§ **Tasks to perform**:
a) From the keynote, quote the passage that begins with the words containing "I like to quote" and ends with "every single time.".
b) List every company the speaker in the keynote says he has worked at.
c) Rewrite the keynote's paragraph starting "To that end, I could stand up here" as a short bulleted list that keeps its main facts.

-- Document start --

Developer Advocate, Google Cloud
Welcome. Thank you all for staying. I realize this is the last talk of the conference. I'm standing between you and alcohol. I also recognize that many of you have had so much technical content—so much architecture content—that the last thing you need is more of that. So for this closing keynote, I want to keep it technical, but I want to keep it at a high level. I want to talk about how infrastructure brings us together.
As Rosemary said, my name is Seth. I work at Google; I'm an engineer there. I work on our developer relations team. As she also said—previously, I worked at HashiCorp. I was an engineer at HashiCorp. Armon might be able to confirm this—I think my official job description was wearer of many very distinctly-colored hats.
I worked at HashiCorp for four and a half years. I did everything from training, education, evangelism, advocacy, lots of engineering—as Rosemary said. You might recognize me from the DevOps vs. SRE series—or from some of the stuff I've done with Vault and secrets management.
I left HashiCorp, the company, about two years ago to join Google. But I didn't leave the HashiCorp community. I still spend time working on pull requests, working with the community, and building content that helps you use these tools in production and development environments.
I like to quote my colleague Kelsey Hightower here, which is, “same job, different T-shirt.” To prove that to you—the top two are from when I worked at HashiCorp, and the bottom two are from when I worked at Google. I still make the same hand gesture every single time.
I truly believe in the power of community and openness, and the open source bit that comes with that community. Honestly—to be selfish for a moment—I built my career off of community. I would not be on this stage if it was not for the open source community. Or getting involved in the open source community back when I worked at CustomInk and Chef Software. Not only have I built my career on it, but I've made some of my closest friends through the open source community.
I've gone to conferences and had conversations with people that feel like family, and I realized, "Wow, this is the first time I've ever met you in real life." That's the power that open source and infrastructure as code has in our community. Tools like Terraform enable us to collaborate in almost a whole new language—and in a new way that fundamentally changes the way we as a community and industry operate.
» Key HashiCorp usage stats within Google
To that end, I could stand up here and give you all of the things that my marketing organization wants me to talk about. But I don't want to do that. I don't want to stand up here and tout amazing metrics. Like we added 64 new resources to our Google Terraform provider. That's a 137% increase in coverage since last HashiConf. I don't want to stand up here and say that we've seen a 404% increase in Terraform adoption. Most amazingly, Vault usage is up almost 500% since last year at this time.
I could stand here and make crazy announcements. Like our Graphite team has worked tirelessly to bring Alpha and EAP support to our Magic Modules Project. Meaning you're going to be able to consume Alpha APIs and EAP APIs on Google Cloud using our Terraform provider. But I don't want to do any of that.

-- Document end --
-- Information provided start --

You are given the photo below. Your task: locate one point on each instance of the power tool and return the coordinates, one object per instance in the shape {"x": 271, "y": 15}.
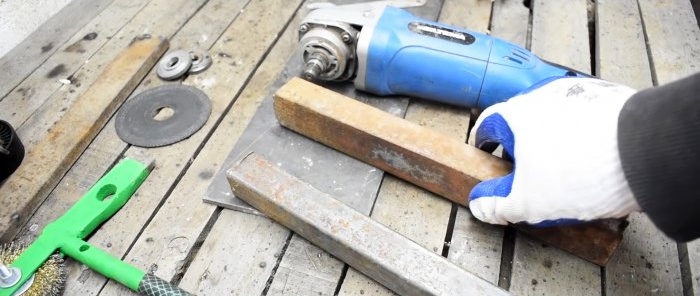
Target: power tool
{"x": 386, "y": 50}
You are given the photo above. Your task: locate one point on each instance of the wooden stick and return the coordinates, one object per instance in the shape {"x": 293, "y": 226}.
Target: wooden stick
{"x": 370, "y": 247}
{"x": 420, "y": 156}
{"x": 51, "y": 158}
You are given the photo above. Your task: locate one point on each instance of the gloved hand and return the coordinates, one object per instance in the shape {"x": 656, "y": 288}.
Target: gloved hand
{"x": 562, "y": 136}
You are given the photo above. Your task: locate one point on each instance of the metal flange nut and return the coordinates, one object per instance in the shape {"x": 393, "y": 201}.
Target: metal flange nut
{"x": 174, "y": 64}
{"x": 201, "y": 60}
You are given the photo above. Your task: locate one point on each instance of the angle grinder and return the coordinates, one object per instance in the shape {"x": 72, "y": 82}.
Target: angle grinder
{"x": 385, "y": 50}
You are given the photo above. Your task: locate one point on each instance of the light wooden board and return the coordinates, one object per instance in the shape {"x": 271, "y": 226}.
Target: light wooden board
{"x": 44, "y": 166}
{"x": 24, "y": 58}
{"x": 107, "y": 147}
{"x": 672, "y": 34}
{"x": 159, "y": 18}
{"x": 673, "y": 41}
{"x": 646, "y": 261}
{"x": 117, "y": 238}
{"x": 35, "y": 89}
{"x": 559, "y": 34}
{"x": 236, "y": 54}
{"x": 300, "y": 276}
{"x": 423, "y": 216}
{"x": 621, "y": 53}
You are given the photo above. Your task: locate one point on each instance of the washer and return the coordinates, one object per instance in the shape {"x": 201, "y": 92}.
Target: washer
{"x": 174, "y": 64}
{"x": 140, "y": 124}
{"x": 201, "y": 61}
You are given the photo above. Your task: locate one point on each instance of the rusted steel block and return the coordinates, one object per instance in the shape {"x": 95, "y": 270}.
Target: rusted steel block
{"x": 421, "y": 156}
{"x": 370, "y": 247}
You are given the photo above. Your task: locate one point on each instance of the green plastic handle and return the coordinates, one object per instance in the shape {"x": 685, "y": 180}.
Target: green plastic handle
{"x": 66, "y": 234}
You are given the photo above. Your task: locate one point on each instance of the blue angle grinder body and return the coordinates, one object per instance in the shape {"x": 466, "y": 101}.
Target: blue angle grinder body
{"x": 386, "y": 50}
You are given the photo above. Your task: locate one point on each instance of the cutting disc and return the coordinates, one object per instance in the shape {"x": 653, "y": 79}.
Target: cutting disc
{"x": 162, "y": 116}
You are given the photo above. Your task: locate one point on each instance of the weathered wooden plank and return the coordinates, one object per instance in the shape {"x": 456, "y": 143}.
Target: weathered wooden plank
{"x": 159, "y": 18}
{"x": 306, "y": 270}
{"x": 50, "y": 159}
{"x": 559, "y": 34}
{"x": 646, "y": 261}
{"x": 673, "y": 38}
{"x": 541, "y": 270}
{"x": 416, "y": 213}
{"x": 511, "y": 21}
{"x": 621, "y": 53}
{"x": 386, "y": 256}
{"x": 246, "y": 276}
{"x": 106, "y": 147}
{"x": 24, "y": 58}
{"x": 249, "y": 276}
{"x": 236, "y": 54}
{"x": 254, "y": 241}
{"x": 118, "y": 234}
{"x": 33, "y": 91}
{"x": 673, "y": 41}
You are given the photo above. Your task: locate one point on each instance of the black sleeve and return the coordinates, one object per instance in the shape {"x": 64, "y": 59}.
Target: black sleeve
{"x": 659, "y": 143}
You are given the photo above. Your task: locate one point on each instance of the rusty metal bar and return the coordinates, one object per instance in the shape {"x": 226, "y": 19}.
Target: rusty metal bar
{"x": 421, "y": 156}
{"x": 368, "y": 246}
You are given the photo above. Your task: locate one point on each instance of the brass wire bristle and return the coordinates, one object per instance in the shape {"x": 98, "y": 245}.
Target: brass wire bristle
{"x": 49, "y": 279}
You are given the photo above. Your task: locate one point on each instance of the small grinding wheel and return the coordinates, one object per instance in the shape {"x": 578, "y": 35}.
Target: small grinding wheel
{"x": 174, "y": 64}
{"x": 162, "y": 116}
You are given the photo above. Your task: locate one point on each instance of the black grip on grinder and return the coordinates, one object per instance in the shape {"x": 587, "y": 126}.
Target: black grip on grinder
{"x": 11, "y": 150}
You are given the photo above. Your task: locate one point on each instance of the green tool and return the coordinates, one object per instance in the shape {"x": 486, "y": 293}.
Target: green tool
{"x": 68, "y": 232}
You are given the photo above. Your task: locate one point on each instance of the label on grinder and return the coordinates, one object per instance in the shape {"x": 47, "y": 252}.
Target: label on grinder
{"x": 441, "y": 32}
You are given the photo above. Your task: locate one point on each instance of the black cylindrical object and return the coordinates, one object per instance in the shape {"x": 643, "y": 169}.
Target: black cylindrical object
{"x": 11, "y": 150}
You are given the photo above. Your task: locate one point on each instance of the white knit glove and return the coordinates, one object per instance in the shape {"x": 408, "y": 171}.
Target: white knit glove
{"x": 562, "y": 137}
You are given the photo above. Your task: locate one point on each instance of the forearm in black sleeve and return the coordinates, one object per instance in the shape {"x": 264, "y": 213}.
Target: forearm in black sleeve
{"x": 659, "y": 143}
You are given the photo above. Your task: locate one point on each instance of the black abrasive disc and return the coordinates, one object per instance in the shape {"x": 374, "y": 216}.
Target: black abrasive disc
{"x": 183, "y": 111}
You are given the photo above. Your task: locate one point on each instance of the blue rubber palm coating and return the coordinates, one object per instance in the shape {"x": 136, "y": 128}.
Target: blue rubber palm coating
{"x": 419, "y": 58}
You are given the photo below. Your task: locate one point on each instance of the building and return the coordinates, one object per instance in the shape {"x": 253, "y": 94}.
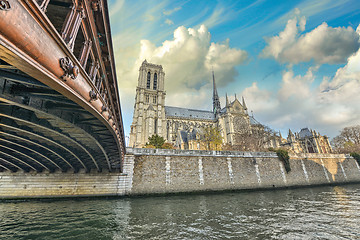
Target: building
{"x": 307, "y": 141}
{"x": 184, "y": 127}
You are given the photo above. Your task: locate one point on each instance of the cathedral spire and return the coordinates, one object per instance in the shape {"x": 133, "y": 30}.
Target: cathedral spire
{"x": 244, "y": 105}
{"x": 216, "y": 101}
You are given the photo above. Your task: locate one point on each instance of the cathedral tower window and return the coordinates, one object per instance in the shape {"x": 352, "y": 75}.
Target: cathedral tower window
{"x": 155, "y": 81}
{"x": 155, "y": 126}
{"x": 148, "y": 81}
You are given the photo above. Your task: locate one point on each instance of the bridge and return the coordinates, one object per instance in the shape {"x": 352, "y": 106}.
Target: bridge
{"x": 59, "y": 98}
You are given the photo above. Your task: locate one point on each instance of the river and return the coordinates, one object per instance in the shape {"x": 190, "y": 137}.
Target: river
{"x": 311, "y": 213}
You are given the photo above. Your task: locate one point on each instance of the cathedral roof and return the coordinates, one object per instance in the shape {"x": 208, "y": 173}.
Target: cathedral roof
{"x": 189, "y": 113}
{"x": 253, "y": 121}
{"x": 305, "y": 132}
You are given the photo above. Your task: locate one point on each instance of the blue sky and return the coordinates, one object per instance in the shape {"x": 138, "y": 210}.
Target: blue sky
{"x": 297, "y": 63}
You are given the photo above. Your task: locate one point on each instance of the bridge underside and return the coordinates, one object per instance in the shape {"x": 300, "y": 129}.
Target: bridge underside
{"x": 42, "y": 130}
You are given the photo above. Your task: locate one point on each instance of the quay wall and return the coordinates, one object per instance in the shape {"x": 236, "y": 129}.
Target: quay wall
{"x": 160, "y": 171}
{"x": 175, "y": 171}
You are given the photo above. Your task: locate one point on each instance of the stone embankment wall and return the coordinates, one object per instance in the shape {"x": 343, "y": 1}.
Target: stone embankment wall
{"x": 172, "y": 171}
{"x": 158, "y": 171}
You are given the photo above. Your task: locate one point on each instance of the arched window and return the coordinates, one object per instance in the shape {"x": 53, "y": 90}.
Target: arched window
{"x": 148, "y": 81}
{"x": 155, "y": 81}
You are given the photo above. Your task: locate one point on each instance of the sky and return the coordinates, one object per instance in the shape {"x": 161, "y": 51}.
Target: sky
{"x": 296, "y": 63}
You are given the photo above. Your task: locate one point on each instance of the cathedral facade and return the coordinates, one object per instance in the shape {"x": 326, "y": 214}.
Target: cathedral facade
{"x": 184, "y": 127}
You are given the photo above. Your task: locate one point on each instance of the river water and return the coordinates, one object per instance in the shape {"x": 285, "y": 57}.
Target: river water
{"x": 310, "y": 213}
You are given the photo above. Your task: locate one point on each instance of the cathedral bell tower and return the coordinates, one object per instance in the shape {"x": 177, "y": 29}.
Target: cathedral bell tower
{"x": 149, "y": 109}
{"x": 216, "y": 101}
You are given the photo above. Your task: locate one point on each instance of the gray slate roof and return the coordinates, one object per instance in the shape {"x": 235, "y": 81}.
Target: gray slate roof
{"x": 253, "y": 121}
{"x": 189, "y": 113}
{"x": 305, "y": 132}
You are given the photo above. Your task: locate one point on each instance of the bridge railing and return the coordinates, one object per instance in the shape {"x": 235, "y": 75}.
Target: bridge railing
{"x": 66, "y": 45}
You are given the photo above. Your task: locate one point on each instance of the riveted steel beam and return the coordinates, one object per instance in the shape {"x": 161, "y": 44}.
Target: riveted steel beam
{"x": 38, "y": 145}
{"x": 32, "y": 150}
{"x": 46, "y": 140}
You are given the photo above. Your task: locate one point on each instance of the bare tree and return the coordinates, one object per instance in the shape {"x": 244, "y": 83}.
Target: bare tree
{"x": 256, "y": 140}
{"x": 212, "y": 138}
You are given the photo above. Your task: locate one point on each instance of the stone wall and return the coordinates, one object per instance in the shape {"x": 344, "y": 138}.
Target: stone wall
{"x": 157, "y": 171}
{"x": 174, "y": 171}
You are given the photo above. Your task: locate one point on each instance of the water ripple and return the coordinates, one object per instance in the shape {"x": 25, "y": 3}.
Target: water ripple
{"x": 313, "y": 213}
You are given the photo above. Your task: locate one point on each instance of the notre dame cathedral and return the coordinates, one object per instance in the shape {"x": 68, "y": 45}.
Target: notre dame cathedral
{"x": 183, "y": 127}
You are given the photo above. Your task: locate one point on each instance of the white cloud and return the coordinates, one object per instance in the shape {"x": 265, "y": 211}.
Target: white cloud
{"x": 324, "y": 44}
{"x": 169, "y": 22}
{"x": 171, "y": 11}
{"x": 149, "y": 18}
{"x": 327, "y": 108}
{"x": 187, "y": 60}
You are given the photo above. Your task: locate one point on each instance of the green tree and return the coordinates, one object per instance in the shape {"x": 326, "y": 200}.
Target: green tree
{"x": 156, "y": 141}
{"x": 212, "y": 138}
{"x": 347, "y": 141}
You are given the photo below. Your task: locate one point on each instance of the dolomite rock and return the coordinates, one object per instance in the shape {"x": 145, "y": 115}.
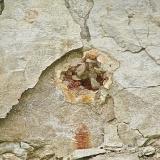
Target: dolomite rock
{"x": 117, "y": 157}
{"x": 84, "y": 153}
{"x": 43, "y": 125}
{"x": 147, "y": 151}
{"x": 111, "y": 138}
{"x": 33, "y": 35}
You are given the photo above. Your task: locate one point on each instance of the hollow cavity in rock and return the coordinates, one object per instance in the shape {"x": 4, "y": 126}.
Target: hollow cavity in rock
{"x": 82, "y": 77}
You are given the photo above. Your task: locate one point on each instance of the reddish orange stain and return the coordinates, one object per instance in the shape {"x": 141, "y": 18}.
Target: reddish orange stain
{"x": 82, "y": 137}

-- Information provided end --
-- Information provided start --

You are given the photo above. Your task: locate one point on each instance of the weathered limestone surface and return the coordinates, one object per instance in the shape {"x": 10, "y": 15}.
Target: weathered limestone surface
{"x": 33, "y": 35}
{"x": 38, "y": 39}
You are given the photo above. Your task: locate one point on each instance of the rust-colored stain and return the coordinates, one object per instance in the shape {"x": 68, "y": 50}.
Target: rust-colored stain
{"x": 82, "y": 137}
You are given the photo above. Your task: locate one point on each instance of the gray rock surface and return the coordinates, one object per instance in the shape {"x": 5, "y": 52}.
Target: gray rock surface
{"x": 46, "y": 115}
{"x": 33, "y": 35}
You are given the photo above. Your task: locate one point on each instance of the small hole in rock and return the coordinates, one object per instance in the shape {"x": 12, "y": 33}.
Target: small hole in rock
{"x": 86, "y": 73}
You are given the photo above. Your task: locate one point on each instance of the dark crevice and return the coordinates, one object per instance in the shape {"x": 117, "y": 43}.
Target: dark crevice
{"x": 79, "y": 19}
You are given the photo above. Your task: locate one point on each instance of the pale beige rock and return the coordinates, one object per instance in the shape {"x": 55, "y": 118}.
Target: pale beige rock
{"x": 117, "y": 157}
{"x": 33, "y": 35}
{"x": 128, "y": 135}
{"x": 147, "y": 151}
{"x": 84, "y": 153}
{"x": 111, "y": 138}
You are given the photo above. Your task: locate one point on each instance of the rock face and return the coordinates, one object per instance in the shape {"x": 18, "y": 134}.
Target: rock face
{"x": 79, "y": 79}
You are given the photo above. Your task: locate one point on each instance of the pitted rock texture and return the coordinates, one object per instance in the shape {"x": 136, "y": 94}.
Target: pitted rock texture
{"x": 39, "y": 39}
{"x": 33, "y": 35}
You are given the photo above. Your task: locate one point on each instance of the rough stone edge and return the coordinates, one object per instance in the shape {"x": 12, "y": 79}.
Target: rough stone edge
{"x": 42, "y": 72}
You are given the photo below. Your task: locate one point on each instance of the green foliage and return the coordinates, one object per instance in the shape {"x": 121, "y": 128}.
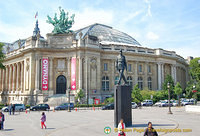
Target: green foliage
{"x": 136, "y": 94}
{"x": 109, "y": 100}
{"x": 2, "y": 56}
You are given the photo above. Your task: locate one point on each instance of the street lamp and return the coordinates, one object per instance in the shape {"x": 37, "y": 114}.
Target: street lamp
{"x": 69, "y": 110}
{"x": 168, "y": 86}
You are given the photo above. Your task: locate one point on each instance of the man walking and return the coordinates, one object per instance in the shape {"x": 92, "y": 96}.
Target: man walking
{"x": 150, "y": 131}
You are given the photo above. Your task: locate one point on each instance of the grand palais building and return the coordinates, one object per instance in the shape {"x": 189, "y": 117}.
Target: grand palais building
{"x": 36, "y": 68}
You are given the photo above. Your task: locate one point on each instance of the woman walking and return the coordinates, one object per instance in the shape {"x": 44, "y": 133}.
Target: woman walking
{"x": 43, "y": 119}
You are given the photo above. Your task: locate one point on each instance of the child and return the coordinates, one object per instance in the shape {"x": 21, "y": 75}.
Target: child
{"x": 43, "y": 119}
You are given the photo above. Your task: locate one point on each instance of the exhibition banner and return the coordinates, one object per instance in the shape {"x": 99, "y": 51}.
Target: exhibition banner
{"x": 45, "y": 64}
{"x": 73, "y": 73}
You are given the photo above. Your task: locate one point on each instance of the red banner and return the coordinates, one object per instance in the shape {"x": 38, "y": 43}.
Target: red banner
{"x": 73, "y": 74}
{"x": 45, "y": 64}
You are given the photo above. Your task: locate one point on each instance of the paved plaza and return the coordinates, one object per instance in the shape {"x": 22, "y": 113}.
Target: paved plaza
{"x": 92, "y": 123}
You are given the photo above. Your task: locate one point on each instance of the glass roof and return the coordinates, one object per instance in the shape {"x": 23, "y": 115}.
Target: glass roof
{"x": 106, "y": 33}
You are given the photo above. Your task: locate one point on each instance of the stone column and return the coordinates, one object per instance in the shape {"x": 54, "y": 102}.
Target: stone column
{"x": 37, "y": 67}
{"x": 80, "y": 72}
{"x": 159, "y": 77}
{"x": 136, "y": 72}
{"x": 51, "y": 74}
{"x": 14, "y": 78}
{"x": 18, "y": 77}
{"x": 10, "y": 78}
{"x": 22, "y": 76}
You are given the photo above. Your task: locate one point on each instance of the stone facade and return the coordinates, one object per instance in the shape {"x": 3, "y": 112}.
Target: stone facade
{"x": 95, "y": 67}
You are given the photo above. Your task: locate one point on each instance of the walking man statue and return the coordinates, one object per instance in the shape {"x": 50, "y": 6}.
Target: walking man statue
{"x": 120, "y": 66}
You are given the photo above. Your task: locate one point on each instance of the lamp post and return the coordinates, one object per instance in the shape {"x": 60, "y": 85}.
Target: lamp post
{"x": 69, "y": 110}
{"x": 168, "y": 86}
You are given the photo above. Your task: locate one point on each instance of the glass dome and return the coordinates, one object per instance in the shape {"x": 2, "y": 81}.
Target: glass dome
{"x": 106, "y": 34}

-- Information provided end --
-- Information provided start --

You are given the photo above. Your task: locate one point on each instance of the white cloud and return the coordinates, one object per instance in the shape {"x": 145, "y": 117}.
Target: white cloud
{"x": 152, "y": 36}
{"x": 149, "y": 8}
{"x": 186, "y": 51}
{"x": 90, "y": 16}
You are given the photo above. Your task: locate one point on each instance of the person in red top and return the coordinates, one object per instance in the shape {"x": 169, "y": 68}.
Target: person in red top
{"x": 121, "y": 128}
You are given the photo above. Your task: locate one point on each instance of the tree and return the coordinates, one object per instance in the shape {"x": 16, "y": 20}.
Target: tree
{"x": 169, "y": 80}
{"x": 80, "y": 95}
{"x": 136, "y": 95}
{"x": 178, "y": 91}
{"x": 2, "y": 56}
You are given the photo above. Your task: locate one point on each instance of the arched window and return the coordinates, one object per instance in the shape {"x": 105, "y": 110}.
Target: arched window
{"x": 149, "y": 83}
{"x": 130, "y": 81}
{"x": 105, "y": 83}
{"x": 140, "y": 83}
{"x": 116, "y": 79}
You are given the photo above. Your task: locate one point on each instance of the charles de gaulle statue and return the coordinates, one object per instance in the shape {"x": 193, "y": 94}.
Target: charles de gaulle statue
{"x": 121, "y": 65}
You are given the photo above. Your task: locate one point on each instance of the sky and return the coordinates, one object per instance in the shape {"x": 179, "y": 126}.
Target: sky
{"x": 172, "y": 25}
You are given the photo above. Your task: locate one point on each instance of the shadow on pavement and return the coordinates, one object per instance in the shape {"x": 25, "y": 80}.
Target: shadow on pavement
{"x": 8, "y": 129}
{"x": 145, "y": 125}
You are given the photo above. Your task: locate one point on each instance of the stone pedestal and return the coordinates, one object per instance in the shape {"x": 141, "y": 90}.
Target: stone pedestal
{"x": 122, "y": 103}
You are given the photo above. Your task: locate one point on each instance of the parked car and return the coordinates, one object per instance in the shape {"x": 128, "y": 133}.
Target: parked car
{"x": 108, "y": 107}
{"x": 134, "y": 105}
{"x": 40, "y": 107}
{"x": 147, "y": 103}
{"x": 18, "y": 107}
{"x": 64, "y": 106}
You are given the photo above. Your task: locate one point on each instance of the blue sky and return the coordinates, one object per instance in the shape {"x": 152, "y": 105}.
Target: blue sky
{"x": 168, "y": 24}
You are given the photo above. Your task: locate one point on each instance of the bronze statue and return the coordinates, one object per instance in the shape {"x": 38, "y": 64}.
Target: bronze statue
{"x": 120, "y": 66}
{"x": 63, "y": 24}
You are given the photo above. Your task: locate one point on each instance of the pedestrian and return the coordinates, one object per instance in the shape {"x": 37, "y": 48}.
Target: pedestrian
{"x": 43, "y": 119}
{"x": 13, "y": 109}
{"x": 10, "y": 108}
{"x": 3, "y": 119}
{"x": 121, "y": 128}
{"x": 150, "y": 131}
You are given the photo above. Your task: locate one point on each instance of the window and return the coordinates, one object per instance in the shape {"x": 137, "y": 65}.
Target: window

-- Information provided end --

§ **Answers for the exercise**:
a)
I like to quote my colleague Kelsey Hightower here, which is, “same job, different T-shirt.” To prove that to you—the top two are from when I worked at HashiCorp, and the bottom two are from when I worked at Google. I still make the same hand gesture every single time.

b)
- Google
- HashiCorp
- CustomInk
- Chef Software

c)
- The speaker chooses not to present the metrics his marketing organization wants him to tout.
- 64 new resources were added to the Google Terraform provider, a 137% increase in coverage since the last HashiConf.
- Terraform adoption rose 404%.
- Vault usage is up almost 500% since the same time last year.